> [WORK INSTRUCTIONS]
• A. Name every street, map, and tract mentioned in the passage on the Cumberland street dedication.
• B. Write a continuation of the passage on the Cumberland street dedication, beginning after its final sentence.

** start ARTICLE **

The covenant of dedication, following this recital, not only did not limit or restrict this declaration of its purpose, but confirmed and I think adopted it, and by the following provisions: First. The dedication was expressed to be "in consideration of the premises," thereby including and reaffirming the general purpose of the previous recital, as establishing a way to the properties. Second. The express and formal dedication itself in the agreement is:
"A strip of land 60 feet in width, an extension of Cumberland street across the lands of the parties, be and the same is hereby dedicated and appropriated as a road."
There is in the dedication itself no further express indication of its purpose, but the purposes declared in the recital, in consideration of which the dedication was made, must be considered as operative, and as defining between the parties a special purpose of the dedication, viz., to establish a recognized way to the premises, and the dedication itself "as an extension of Cumberland street" was an express reference to a recognized way, and the only recognized way, which led to the premises through which the dedicated strip ran.
I consider that by the dedicating clause, read in connection, as it must be, with the recital, which was the declaration of its purpose, the dedication as made should be taken, so far as the parties are concerned, as if made in this form, viz.:
"A strip of land 60 feet in width, an extension of Cumberland street easterly across the said lands of the parties hereto, be and the same is hereby dedicated and appropriated as a road [to the end] that some recognized way to and through such properties may be established."
The form or place in this agreement in which its purpose appears is immaterial, and where the purpose, as here, plainly appears by recital, the terms of the dedication, whether it be considered a grant of an easement over the lands they owned or as a contract, must be construed as affected by it. The references in the agreement to Cumberland street in the description of the strip following the dedication further confirm this construction of the declaration, and show that for the purposes of the agreement, and as between the parties, Cumberland street east of Fourth to the boundary line of the Gilbert and Preston tracts is to be the recognized way to the properties. The strip dedicated begins east of Fourth street, at the end of Cumberland street as laid out on the Gilbert map; thence it runs "easterly between the northerly and southerly lines of Cumberland street produced across lands of the parties." Then, as specially indicating the status of Cumberland street and fixing its lines east of Fourth street for the purposes of the agreement, it is said that:
"Cumberland street, of which the land above described [the 00-foot strip] is an extension, is shown on the Gilbert map and the official Town of Harrison map."

** end ARTICLE **
** start COLLECTED MATERIAL **

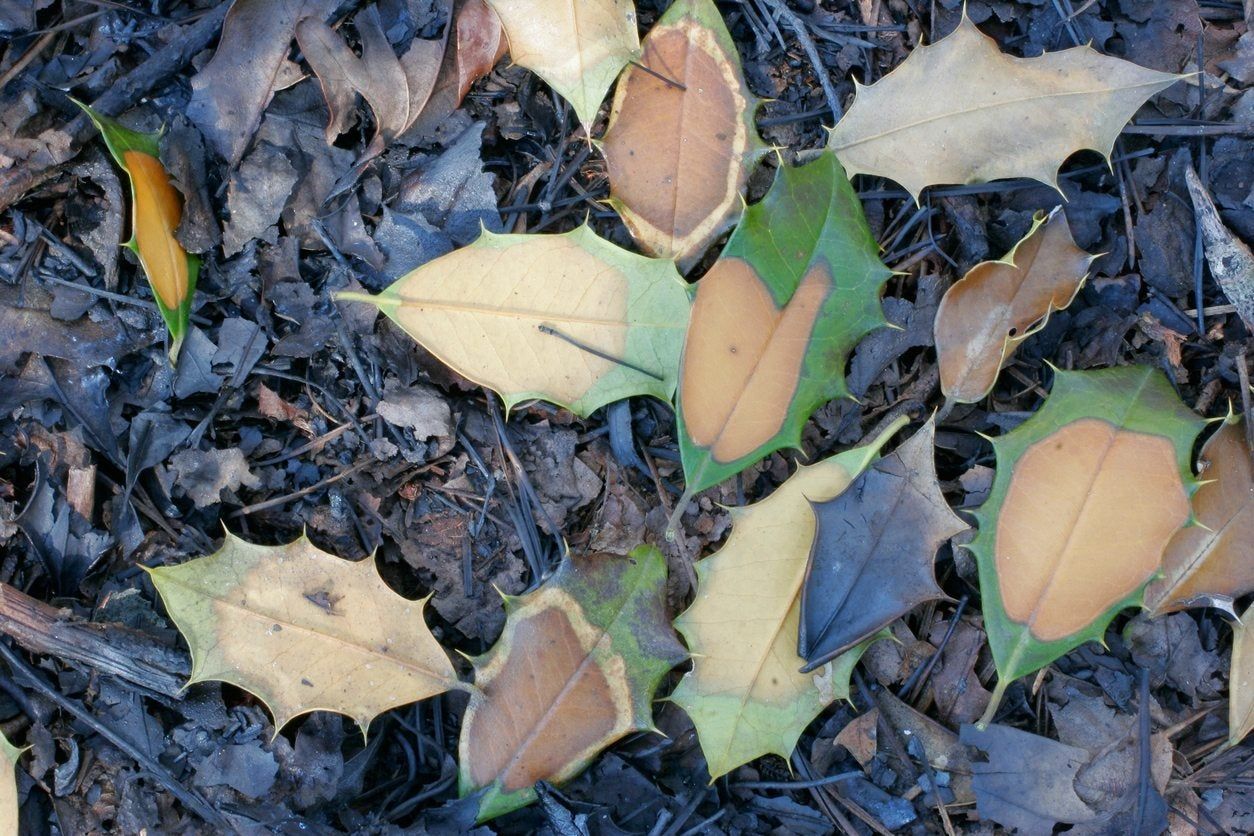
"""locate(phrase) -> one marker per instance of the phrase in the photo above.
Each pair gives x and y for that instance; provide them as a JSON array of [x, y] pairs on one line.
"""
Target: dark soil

** end COLLECTED MATERIAL **

> [RESPONSE LIST]
• A.
- Cumberland street
- Fourth street
- the Gilbert map
- the official Town of Harrison map
- the Gilbert tract
- the Preston tract

• B.
It is 60 feet in width and crosses Fourth street at right angles "extending easterly to the boundary line of the Gilbert and Preston tracts." The definite location of Fourth and Cumberland streets, for the purposes of this agreement, is fixed by reference to the distance of their northeast corner 2,020 feet from a fixed monument, New Jersey Railroad avenue, on the north. These descriptions and locations show that the parties, for the purpose of establishing some recognized way to and through their lands, adopted a single recognized way. The recognition of this portion of Cumberland street in fixed location and lines as an existing public street as far as the boundary, and the explicit extension of the street by dedication over their lands, established for every one of the parties this "single recognized way to and through" their properties, which it was their object to establish. And it is only by such recognition of Cumberland street as a way in connection with the dedication that such way could be established by the dedication. At the time of the execution of the agreement, Cumberland street, east of Fourth, as laid down on either of these maps, was not graded, nor could it, in its then condition, be used at all for vehicular travel. But the right of way over this portion of Cumberland street, if it exist by estoppel or otherwise, under the agreement, must, as it now seems to me, for the purposes of its exercise and enjoyment, and so far as these parties are concerned, be considered as if it stood on the legal basis of easement granted on their own lands in the dedicated strip. On this strip the agreement expressly provided for filling and grading, but this did not extend to Cumberland street. As to the way established by the agreement over this portion of this street, the right to grade it, if necessary for the use of the lands of the parties through which the road was dedicated, the right to enter, repair, and grade, as between the parties, must be the ordinary and recognized right of a dominant owner. He must keep the way in repair at his own expense and may enter on the servient tenement for that purpose. Gifford on Basements (Bennett's Ed.) p. 346.
Whether this portion of the street has been accepted by the town as a public street admits of question. The town official map affords some evidence of acceptance, Vreeland v. Torrey, 34 N. J. Eq. (7 Stew.) 312, 313 (Ch.Runyon, 1881); but in view of the act of 1888 (P. L. p. 178; 4 Comp. St. 4604), authorizing the vacation of dedicated streets, whether accepted or not, the subsequent vacation or proceedings to vacate this part of Cumberland street do not of themselves imply acceptance. No other acts of the town are shown as bearing on the question of acceptance of this portion as a public street and apparently the town authorities, by allowing the continuance of the barrier, are acting as if this part of the street were not public. And certainly the defendants, who have obstructed the way established by the agreement, can, as against the parties, have no right to continue them, merely on the ground that in doing so they also obstruct the public street which was the way established.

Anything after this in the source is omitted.